Given instruction: Extract every line of the items below that contains the word "field".

Data in this exercise:
⁂

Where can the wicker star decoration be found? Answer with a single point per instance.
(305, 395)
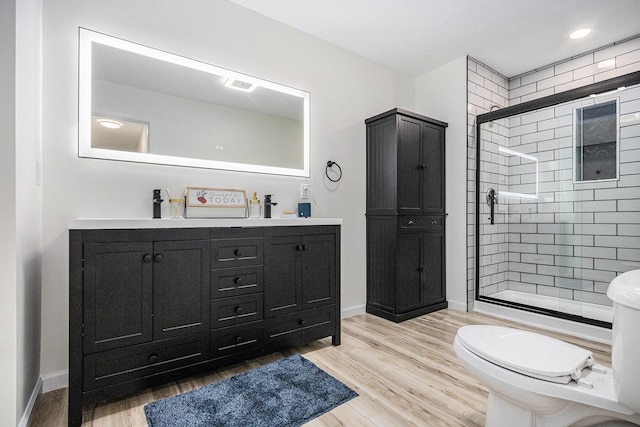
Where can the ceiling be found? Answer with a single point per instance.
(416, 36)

⁂

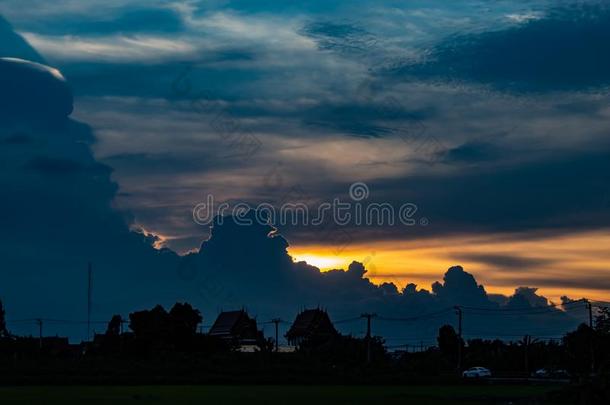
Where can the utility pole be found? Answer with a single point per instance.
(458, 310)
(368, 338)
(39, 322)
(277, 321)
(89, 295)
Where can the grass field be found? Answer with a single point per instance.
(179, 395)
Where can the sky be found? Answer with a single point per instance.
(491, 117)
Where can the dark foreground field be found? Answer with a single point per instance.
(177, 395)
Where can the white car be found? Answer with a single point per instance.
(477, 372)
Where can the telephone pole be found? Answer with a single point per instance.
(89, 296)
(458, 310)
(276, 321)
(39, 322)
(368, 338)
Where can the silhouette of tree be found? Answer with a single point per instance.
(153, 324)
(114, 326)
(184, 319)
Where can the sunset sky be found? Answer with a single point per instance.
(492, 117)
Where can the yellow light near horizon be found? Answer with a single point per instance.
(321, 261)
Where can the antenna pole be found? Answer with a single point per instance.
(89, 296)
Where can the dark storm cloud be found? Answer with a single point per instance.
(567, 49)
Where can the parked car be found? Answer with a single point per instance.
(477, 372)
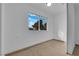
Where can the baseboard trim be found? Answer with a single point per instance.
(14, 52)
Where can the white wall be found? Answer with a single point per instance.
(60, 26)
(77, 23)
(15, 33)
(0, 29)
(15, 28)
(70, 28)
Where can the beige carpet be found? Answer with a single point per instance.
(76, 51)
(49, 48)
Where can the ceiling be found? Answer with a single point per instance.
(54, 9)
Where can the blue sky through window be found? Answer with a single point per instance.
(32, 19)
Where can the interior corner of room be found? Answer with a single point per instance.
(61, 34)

⁂

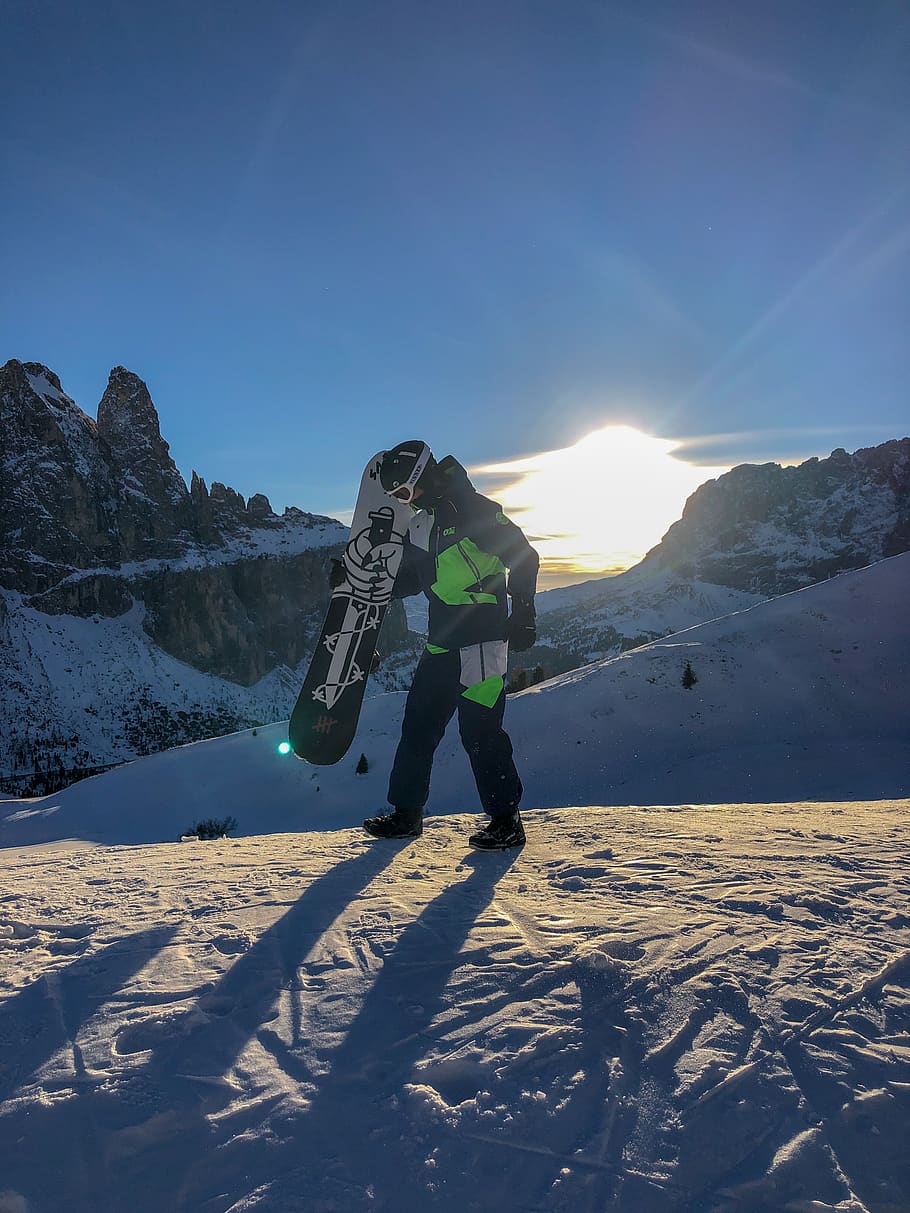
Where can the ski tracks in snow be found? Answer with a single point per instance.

⁂

Written solution:
Where can the grass field be found? Answer with a single point per instance.
Where can the dark foreground field be found? Answer with a single point per instance.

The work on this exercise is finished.